Consignes
**a)** Réécrivez la notice de « Né le 8 septembre » à « social révolutionnaire (M.S.R.). » en mettant « ébéniste » à la place de « vernisseur sur bois ».
**b)** Donnez le nom de chacun des parents et de l'épouse de Pierre-Émile Pascual cités dans la notice, avec le lien de parenté.

Extrait du texte
PASCUAL Pierre-Émile

Par Daniel Grason

Né le 8 septembre 1909 à Perrégaux (Mohammadia) willaya de Mascara (Algérie) ; vernisseur sur bois ; communiste ; volontaire en Espagne républicaine ; membre du Mouvement social révolutionnaire (M.S.R.).

Pierre-Émile Pascual en 1950. Document Laurent Pascual.
Pierre-Émile Pascual en 1950. Document Laurent Pascual.

Fils de Pedro Antonio Pascual (originaire d’Alhama de Almería en Andalousie) et de Maria de la Purification Algarra (originaire de Novelda, province d’Alicante). Le couple se forma en Algérie après l’émigration espagnole des parents des deux familles vers 1880-1890. Pierre-Émile Pascual vécut à Perrégaux et à Oran en Algérie, il alla à l’école primaire. Le 10 janvier 1928 il s’engagea trois ans dans la Marine, il fut libéré en 1931 comme quartier-maître infirmier. Il épousa le 29 juin 1932 Isabelle Lopez en mairie d’Oran, le couple eut trois enfants. Il divorça en 1936, obtint la garde des enfants.

Extrait des données
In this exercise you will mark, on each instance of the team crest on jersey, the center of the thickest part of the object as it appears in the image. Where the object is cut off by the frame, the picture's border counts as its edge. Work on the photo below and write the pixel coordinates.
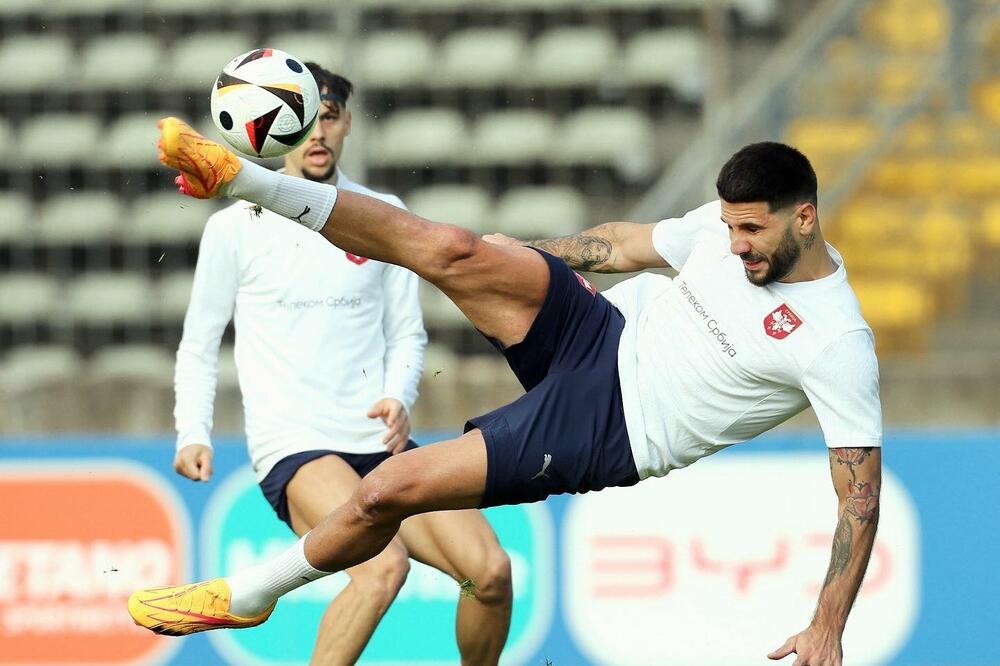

Corrigé
**a)**
Né le 8 septembre 1909 à Perrégaux (Mohammadia) willaya de Mascara (Algérie) ; ébéniste ; communiste ; volontaire en Espagne républicaine ; membre du Mouvement social révolutionnaire (M.S.R.).

**b)**
Pedro Antonio Pascual, son père
Maria de la Purification Algarra, sa mère
Isabelle Lopez, son épouse